In the entries that follow, the lines from the one with "Task: for each" through the one with "positive clicks: (417, 591)" are the ones to write out, exactly and with both ends included. Nothing else should appear.

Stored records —
· · · ·
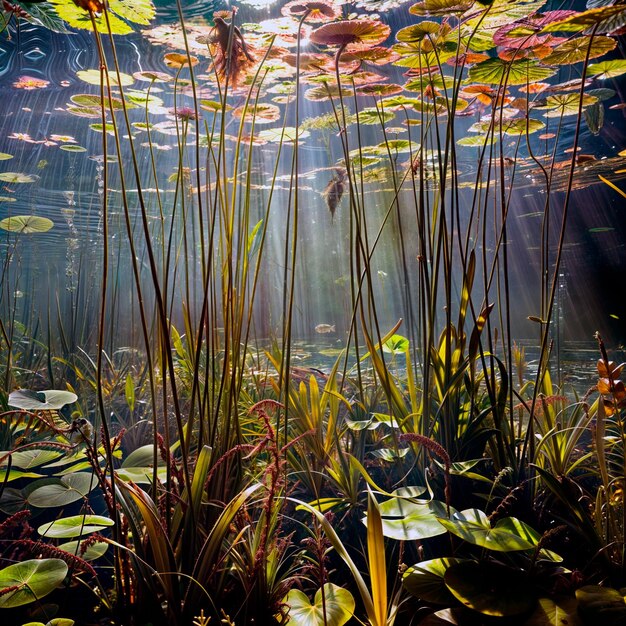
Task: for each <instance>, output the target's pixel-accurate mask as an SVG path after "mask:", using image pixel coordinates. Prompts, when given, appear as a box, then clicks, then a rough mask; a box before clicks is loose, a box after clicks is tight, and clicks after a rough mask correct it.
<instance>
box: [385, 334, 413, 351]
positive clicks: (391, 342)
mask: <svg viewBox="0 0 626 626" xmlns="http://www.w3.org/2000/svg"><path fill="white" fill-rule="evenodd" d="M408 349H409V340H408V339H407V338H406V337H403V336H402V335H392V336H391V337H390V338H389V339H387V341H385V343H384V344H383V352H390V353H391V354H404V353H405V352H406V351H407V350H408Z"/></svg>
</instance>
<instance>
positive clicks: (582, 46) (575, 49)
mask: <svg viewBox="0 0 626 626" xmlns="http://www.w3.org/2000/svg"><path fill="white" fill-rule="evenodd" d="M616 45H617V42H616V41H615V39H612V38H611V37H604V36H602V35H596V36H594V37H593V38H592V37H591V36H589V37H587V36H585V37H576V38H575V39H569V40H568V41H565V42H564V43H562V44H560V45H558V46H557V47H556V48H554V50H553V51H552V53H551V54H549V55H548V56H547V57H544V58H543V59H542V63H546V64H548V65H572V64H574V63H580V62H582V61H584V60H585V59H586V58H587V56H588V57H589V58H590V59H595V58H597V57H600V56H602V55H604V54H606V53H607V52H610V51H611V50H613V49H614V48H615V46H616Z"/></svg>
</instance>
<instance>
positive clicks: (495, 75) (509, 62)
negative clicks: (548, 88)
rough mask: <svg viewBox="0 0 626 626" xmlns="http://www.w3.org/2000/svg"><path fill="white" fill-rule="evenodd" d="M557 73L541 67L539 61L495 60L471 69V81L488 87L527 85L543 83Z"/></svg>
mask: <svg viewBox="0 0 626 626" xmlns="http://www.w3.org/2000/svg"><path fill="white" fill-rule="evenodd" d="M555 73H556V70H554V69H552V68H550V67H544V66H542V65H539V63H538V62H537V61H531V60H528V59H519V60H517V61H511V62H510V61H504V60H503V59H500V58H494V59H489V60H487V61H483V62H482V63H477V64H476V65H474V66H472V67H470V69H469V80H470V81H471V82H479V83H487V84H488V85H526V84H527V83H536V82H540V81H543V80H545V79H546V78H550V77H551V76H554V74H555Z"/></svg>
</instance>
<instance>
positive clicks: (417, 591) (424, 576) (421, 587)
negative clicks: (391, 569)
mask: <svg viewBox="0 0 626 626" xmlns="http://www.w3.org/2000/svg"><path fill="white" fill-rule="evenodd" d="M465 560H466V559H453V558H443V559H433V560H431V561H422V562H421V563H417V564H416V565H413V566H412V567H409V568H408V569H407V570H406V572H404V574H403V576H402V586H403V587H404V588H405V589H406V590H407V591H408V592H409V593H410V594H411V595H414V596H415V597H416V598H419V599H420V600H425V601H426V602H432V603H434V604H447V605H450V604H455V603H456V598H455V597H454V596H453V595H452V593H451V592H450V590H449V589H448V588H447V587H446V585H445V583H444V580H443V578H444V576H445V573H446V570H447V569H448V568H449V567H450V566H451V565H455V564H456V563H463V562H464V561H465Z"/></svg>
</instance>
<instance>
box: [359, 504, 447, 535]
· · · ·
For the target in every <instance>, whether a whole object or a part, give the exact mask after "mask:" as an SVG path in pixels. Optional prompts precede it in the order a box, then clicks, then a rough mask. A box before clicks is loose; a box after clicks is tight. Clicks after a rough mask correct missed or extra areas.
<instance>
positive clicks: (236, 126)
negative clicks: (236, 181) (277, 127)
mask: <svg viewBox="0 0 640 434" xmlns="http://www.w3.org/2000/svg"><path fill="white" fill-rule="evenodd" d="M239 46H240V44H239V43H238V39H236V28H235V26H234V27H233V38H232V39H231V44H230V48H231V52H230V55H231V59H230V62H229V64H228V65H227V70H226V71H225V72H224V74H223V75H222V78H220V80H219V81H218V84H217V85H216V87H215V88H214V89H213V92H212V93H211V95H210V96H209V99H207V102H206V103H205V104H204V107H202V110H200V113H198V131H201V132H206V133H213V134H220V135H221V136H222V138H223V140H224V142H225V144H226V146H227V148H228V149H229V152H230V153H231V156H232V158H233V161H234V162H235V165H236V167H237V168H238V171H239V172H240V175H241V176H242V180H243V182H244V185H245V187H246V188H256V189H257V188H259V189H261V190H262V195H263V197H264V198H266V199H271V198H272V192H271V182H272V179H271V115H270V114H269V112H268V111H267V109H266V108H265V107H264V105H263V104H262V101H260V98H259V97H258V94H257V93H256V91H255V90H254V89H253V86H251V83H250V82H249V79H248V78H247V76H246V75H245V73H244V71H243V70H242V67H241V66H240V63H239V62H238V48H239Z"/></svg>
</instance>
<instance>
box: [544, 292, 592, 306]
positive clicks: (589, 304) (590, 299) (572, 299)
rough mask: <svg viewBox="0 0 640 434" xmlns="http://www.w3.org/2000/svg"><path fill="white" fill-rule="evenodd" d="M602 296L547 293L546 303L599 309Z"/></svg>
· · · ·
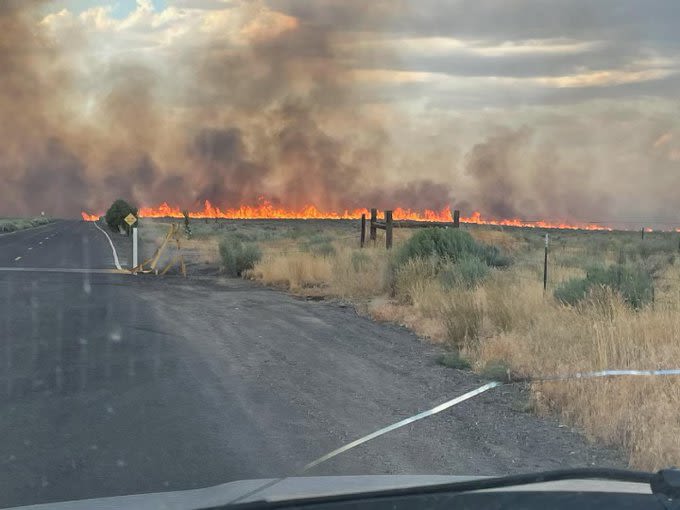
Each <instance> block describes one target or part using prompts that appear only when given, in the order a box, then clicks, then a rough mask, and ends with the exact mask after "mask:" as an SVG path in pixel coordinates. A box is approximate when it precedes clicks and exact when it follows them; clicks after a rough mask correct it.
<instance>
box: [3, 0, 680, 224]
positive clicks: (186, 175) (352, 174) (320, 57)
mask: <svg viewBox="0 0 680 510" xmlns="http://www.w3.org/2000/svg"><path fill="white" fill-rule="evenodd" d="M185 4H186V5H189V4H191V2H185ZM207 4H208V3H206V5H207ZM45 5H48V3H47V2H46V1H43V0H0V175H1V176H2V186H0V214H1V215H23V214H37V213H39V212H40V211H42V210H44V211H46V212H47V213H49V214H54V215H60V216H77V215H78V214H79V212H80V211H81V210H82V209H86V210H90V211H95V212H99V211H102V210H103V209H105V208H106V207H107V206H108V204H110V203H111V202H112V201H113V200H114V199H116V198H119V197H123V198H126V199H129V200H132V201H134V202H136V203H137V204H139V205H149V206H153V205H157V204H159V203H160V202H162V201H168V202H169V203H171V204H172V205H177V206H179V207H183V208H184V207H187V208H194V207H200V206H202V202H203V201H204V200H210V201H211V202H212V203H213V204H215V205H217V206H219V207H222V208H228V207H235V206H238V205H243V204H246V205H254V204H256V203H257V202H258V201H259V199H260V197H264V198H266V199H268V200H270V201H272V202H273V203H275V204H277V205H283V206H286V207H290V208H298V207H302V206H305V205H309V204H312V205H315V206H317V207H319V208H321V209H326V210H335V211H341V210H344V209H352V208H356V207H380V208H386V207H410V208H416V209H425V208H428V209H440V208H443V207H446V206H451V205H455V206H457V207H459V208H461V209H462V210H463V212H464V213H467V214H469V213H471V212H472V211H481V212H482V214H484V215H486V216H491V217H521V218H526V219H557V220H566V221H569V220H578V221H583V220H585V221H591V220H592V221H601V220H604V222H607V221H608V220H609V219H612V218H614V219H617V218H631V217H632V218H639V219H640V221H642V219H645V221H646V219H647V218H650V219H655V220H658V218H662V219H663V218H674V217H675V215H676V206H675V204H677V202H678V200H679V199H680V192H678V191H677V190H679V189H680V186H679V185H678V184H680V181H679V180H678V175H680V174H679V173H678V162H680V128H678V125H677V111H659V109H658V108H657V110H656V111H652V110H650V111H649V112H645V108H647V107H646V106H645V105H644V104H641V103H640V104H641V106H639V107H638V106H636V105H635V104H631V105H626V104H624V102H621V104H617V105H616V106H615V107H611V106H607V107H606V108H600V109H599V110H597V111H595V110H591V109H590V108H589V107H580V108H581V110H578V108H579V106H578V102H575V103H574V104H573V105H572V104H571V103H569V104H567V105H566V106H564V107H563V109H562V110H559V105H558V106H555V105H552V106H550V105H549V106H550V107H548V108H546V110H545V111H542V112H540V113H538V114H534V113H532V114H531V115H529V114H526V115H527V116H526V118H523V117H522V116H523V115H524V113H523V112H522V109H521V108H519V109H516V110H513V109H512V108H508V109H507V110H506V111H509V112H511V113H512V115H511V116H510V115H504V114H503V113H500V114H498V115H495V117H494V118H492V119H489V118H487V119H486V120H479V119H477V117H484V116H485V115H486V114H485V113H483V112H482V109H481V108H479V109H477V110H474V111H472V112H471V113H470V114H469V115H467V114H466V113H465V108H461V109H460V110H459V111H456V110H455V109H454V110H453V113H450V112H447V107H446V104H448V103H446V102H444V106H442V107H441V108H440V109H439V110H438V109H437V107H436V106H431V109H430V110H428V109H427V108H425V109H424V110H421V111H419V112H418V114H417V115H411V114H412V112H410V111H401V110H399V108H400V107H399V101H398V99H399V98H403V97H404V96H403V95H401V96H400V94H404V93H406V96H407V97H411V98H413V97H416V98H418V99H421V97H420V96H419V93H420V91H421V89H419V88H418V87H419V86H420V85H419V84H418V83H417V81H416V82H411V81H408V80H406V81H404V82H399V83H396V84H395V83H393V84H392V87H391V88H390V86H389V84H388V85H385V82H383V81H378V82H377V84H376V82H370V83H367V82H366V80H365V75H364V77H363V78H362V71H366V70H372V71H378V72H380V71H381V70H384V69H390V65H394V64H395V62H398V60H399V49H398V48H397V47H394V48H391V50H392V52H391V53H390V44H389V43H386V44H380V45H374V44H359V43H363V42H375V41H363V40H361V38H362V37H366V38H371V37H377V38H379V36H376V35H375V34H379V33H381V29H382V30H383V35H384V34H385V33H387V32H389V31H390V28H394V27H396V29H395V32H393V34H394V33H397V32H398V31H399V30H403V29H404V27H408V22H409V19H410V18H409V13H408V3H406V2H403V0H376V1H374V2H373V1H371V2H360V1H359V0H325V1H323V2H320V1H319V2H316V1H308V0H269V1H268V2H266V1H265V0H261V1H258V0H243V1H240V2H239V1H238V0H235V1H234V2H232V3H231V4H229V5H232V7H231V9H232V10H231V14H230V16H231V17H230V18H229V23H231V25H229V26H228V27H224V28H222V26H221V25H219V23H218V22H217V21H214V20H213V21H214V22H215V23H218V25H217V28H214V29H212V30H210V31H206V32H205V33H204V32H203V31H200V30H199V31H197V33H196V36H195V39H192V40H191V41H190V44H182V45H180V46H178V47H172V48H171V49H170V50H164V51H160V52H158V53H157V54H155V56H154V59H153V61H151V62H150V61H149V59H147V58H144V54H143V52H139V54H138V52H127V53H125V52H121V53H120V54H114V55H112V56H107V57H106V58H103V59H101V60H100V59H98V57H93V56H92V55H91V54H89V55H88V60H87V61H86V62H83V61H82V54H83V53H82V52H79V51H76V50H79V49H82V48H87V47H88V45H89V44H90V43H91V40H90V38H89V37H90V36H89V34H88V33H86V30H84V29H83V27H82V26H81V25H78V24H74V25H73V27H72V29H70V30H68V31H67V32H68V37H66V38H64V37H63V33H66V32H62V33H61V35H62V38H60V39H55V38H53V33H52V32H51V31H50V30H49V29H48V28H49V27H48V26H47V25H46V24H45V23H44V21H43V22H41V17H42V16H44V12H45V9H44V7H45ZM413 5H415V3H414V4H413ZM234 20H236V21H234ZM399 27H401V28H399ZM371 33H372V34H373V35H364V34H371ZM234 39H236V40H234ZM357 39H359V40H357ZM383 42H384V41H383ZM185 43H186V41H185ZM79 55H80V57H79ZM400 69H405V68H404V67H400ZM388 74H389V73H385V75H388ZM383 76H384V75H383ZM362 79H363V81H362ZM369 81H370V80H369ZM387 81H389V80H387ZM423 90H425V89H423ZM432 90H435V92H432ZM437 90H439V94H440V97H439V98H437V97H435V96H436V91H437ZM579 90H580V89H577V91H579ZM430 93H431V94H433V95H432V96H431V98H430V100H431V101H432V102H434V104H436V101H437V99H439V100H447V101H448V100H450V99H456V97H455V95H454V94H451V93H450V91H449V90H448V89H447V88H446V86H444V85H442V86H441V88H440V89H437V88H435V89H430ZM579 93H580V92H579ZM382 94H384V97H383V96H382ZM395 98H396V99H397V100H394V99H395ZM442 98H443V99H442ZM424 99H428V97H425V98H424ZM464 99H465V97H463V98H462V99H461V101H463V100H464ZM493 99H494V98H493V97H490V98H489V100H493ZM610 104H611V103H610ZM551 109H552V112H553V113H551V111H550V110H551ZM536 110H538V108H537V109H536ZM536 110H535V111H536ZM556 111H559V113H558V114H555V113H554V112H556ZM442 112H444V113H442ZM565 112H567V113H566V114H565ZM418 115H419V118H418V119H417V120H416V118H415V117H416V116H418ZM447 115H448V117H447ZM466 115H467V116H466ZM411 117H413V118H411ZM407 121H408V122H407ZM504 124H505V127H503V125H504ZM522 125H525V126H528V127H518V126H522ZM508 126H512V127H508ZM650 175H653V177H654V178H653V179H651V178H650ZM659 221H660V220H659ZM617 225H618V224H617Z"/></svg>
· · · ·
Solution to the problem —
Task: for each <instance>, output the target's pixel-accurate mask as an SVG path after "mask:", using image pixel coordinates. Prompts, when given, appear as a box, then clicks, then a rough mask; a box before clicks is loose, a box after clicks is tight, and clicks after a rough mask correct it.
<instance>
box: [385, 334, 413, 351]
positive clicks: (391, 342)
mask: <svg viewBox="0 0 626 626" xmlns="http://www.w3.org/2000/svg"><path fill="white" fill-rule="evenodd" d="M408 349H409V340H408V339H407V338H406V337H403V336H402V335H392V336H391V337H390V338H389V339H387V341H385V343H384V344H383V352H390V353H391V354H404V353H405V352H406V351H407V350H408Z"/></svg>
</instance>
<instance>
positive clicks: (582, 46) (575, 49)
mask: <svg viewBox="0 0 626 626" xmlns="http://www.w3.org/2000/svg"><path fill="white" fill-rule="evenodd" d="M616 45H617V42H616V41H615V39H612V38H611V37H604V36H602V35H596V36H594V37H593V38H592V37H591V36H589V37H587V36H585V37H576V38H575V39H569V40H568V41H565V42H564V43H562V44H560V45H558V46H557V47H556V48H554V50H553V51H552V53H551V54H549V55H548V56H547V57H544V58H543V59H542V63H546V64H548V65H572V64H574V63H580V62H582V61H584V60H585V59H586V58H587V56H588V57H589V58H590V59H595V58H597V57H600V56H602V55H604V54H606V53H607V52H610V51H611V50H613V49H614V48H615V46H616Z"/></svg>
</instance>
<instance>
positive clicks: (495, 75) (509, 62)
negative clicks: (548, 88)
rough mask: <svg viewBox="0 0 626 626" xmlns="http://www.w3.org/2000/svg"><path fill="white" fill-rule="evenodd" d="M557 73L541 67L539 61L495 60L471 69V81L488 87L527 85L543 83Z"/></svg>
mask: <svg viewBox="0 0 626 626" xmlns="http://www.w3.org/2000/svg"><path fill="white" fill-rule="evenodd" d="M555 73H556V70H554V69H552V68H550V67H544V66H542V65H539V63H538V62H537V61H531V60H528V59H519V60H517V61H511V62H510V61H504V60H503V59H500V58H494V59H489V60H487V61H483V62H482V63H477V64H476V65H474V66H472V67H470V69H469V80H470V81H471V82H479V83H487V84H488V85H526V84H527V83H536V82H540V81H543V80H545V79H546V78H550V77H551V76H554V74H555Z"/></svg>
</instance>
<instance>
positive clicks: (417, 591) (424, 576) (421, 587)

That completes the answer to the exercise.